■ **Dataset extract**:
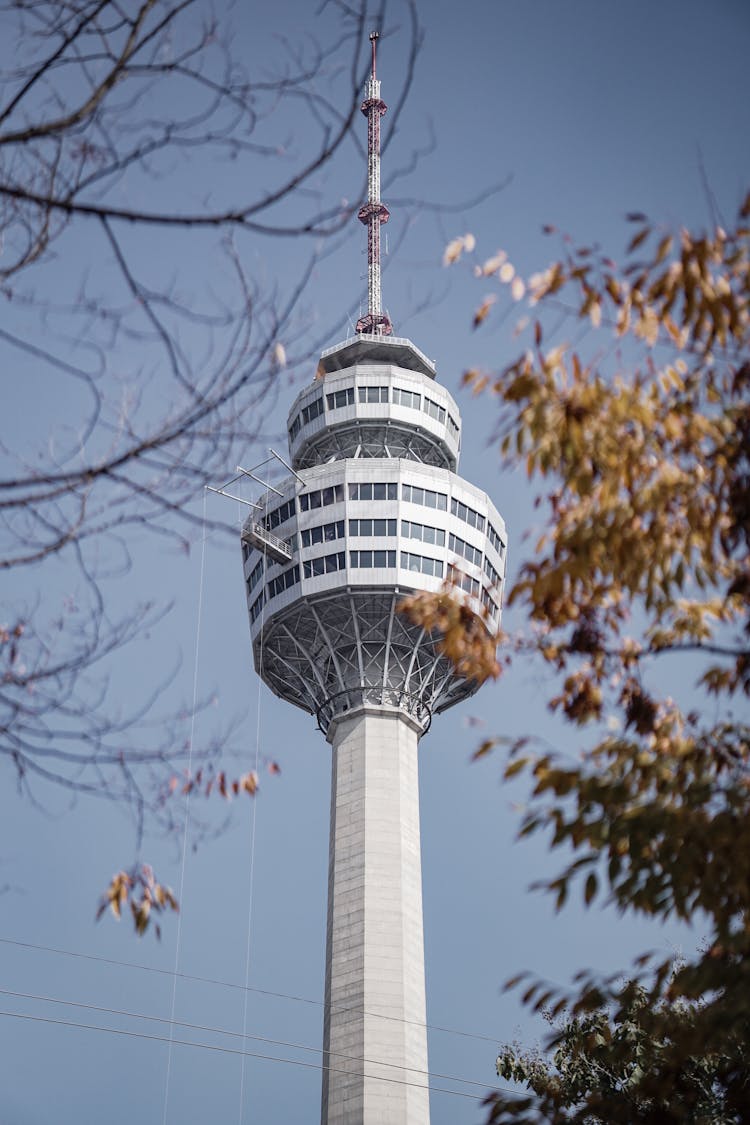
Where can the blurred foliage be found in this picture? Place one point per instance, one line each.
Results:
(638, 441)
(146, 896)
(610, 1069)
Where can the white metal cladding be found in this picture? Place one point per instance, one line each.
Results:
(333, 639)
(375, 410)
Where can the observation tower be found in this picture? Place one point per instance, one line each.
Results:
(373, 510)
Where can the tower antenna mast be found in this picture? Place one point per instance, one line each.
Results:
(373, 212)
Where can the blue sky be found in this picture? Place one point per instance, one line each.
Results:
(585, 110)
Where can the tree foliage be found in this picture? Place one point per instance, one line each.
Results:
(636, 599)
(607, 1069)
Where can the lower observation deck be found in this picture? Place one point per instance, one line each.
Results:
(327, 635)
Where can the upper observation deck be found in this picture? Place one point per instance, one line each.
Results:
(375, 396)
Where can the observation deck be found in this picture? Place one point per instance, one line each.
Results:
(376, 511)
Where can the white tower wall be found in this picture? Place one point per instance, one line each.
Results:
(375, 1034)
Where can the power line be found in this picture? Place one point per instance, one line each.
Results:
(234, 984)
(237, 1035)
(234, 1051)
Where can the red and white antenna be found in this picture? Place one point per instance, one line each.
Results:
(373, 213)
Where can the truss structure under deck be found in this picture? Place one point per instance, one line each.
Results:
(331, 653)
(373, 440)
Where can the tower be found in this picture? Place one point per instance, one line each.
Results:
(373, 510)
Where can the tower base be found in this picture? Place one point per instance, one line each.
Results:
(375, 1035)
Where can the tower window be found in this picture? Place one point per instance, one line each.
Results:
(373, 394)
(434, 410)
(495, 540)
(325, 564)
(423, 532)
(340, 398)
(468, 514)
(418, 564)
(368, 491)
(313, 411)
(407, 398)
(372, 527)
(380, 559)
(321, 497)
(322, 533)
(461, 547)
(424, 496)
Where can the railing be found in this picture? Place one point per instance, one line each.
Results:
(264, 540)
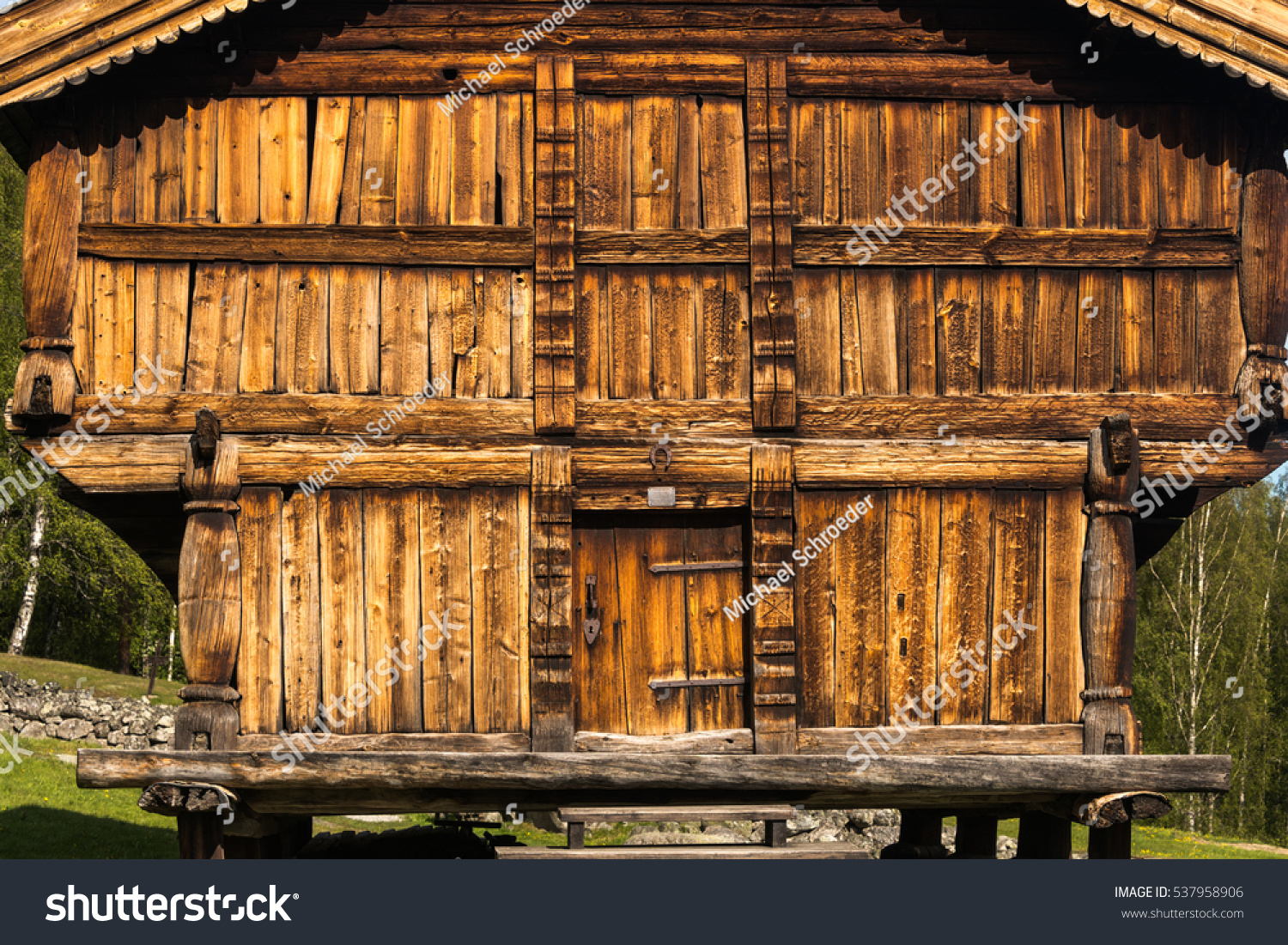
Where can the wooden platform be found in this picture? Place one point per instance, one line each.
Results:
(404, 782)
(690, 851)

■ **What to produce**:
Please convert the records above into a JSON list of strings, one string per line, skipping blank lines and leaving out the pictures.

■ **Correct answer**:
[
  "Where can the blurred foliage be found in this picture? Place one point per instance, one line each.",
  "Results:",
  "(638, 441)",
  "(146, 896)",
  "(610, 1069)",
  "Where can the white metal cladding be found in this picture? Place one point per instance, one line each.",
  "Results:",
  "(333, 639)",
  "(375, 410)",
  "Where can the observation tower be found in this picture? Place one point per instance, one line each.",
  "Results:",
  "(373, 510)",
  "Where can the tower antenna mast be found in this picture? Place one point per instance, one line each.",
  "Results:",
  "(373, 212)",
  "Where can the blue sky be found in this picture? Place one point per instance, one line each.",
  "Results:",
  "(585, 110)",
  "Where can the tree foliage be found in this picture? Place one point per instance, one line each.",
  "Results:",
  "(636, 599)",
  "(607, 1069)",
  "Where can the lower observation deck be found in this picture? Place one point per instance, one line each.",
  "Results:",
  "(327, 635)",
  "Where can the upper observation deck be found in this picture? Place one point per instance, one line each.",
  "Results:",
  "(375, 396)",
  "Where can the observation deck be found in this picture? Place one point per instance, one line each.",
  "Results:",
  "(376, 511)",
  "Where can the white tower wall be found in this picture? Place one point per instance, one line each.",
  "Results:",
  "(375, 1034)",
  "Where can the power line be found in this picture? Place one point per instance, one line each.",
  "Results:",
  "(234, 984)",
  "(237, 1035)",
  "(234, 1051)",
  "Where can the red and white antenna be found in this picture? Place one point per instance, one line each.",
  "Results:",
  "(373, 213)",
  "Where can the truss structure under deck be found in this picture? Place one point per instance, one line each.",
  "Results:",
  "(331, 653)",
  "(373, 440)",
  "Where can the tower be found in this picture? Place one point per instance, one line each.",
  "Results:",
  "(373, 510)",
  "Where can the tower base be found in this picture? Place one point per instance, one line each.",
  "Results:",
  "(375, 1035)",
  "Where can the tower window be found in this picture? Place one point per instance, one line each.",
  "Results:",
  "(373, 394)",
  "(434, 410)",
  "(495, 540)",
  "(325, 564)",
  "(423, 532)",
  "(340, 398)",
  "(468, 514)",
  "(418, 564)",
  "(368, 491)",
  "(313, 411)",
  "(407, 398)",
  "(372, 527)",
  "(380, 559)",
  "(321, 497)",
  "(322, 533)",
  "(461, 547)",
  "(424, 496)",
  "Where can the railing be found in this picture? Place one point per instance, one line each.",
  "Results:",
  "(264, 540)",
  "Where can the wooden platform be found in this picture? Place one point per instance, one line each.",
  "Results:",
  "(404, 782)",
  "(690, 851)"
]